## GIVEN REQUEST
Continue the thread about whether database master hosts should trigger a page when they go offline, beginning right after its last sentence.

## QUOTED TEXT
In T233534#5517306, @Krenair wrote:

I'm wondering if an entry should be added under "Where did we get lucky?" along the lines of "I/We noticed this incident before SMS paging begun".

Done

Was there a deliberate decision that DB master hosts appearing offline individually is not page-worthy due to the potential for false positives? For most hosts that probably makes sense, I can't think of any other class of non-dev-facing server where an individual host going offline can cause direct user-visible problems (edit: perhaps arguably IRCd or something but that one really is a different discussion), maybe a few years ago the poolcounters or something, I do wonder if DB masters should be considered for an exception to this.

I would assume a master not paging on HOST DOWN was not done at the time because of how puppet with Icinga works and/or because it needed a decent amount of refactoring to be able to select which hosts (or roles) can or cannot page if they go down.
Also depending on the DC they should or shouldn't page as of today, we do not want codfw masters to page but we'd need them to if we run active-active.

This also comes with the discussion: what is the source of truth for database masters, is it puppet or mediawiki? and which should feed each other (again, a different discussion).

Having said that, I do agree that a master going down means that we are on read-only instantly, so probably they should page. I will create a task for this and add it to the actionable list on the IR

Thanks!

In T233534#5518359, @Marostegui wrote:

In T233534#5517306, @Krenair wrote:

I'm wondering if an entry should be added under "Where did we get lucky?" along the lines of "I/We noticed this incident before SMS paging begun".

Done

Was there a deliberate decision that DB master hosts appearing offline individually is not page-worthy due to the potential for false positives? For most hosts that probably makes sense, I can't think of any other class of non-dev-facing server where an individual host going offline can cause direct user-visible problems (edit: perhaps arguably IRCd or something but that one really is a different discussion), maybe a few years ago the poolcounters or something, I do wonder if DB masters should be considered for an exception to this.

I would assume a master not paging on HOST DOWN was not done at the time because of how puppet with Icinga works and/or because it needed a decent amount of refactoring to be able to select which hosts (or roles) can or cannot page if they go down.
Also depending on the DC they should or shouldn't page as of today, we do not want codfw masters to page but we'd need them to if we run active-active.

This also comes with the discussion: what is the source of truth for database masters, is it puppet or mediawiki? and which should feed each other (again, a different discussion).

## RECORD EXTRACTS

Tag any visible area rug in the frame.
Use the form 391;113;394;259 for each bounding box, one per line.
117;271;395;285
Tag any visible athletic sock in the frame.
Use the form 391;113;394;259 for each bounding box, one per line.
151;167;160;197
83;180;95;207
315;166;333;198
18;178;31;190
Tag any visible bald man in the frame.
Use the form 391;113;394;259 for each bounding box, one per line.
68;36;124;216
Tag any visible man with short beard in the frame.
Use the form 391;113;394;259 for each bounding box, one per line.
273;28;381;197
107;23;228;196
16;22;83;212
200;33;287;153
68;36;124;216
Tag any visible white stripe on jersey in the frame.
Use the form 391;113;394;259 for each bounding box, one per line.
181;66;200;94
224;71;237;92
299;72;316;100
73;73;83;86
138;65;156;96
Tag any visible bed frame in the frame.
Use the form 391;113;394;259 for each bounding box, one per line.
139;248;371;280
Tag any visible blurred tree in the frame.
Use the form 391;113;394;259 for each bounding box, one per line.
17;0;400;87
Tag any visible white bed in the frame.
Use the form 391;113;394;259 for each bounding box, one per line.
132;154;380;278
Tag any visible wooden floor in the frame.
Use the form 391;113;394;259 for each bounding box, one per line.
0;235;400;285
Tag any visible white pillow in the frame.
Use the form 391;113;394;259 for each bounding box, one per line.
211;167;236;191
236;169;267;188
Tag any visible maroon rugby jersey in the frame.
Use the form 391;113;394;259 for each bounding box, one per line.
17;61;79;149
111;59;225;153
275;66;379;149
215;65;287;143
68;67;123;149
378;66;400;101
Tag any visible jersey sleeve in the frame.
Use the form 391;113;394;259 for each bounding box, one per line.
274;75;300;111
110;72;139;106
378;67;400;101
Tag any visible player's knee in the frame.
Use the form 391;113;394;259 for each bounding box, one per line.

## SOLVED PROBLEM
Having said that, I do agree that a master going down means that we are on read-only instantly, so probably they should page. I will create a task for this and add it to the actionable list on the IR

Thanks!

Let's not have the perfect be the enemy of the good.

It is relatively easy to page on a class of hosts if they go down. It's a bit more complex to make them only page in the currently active mediawiki datacenter, for which the source of truth is etcd.

We can however think of ways to overcome that difficulty in the future, but I would say paging for a master going down regardless of the datacenter seems like a good idea and a net win to me.

In T233534#5518388, @Joe wrote:

In T233534#5518359, @Marostegui wrote:

In T233534#5517306, @Krenair wrote:

I'm wondering if an entry should be added under "Where did we get lucky?" along the lines of "I/We noticed this incident before SMS paging begun".

Done

Was there a deliberate decision that DB master hosts appearing offline individually is not page-worthy due to the potential for false positives? For most hosts that probably makes sense, I can't think of any other class of non-dev-facing server where an individual host going offline can cause direct user-visible problems (edit: perhaps arguably IRCd or something but that one really is a different discussion), maybe a few years ago the poolcounters or something, I do wonder if DB masters should be considered for an exception to this.

I would assume a master not paging on HOST DOWN was not done at the time because of how puppet with Icinga works and/or because it needed a decent amount of refactoring to be able to select which hosts (or roles) can or cannot page if they go down.
Also depending on the DC they should or shouldn't page as of today, we do not want codfw masters to page but we'd need them to if we run active-active.

This also comes with the discussion: what is the source of truth for database masters, is it puppet or mediawiki? and which should feed each other (again, a different discussion).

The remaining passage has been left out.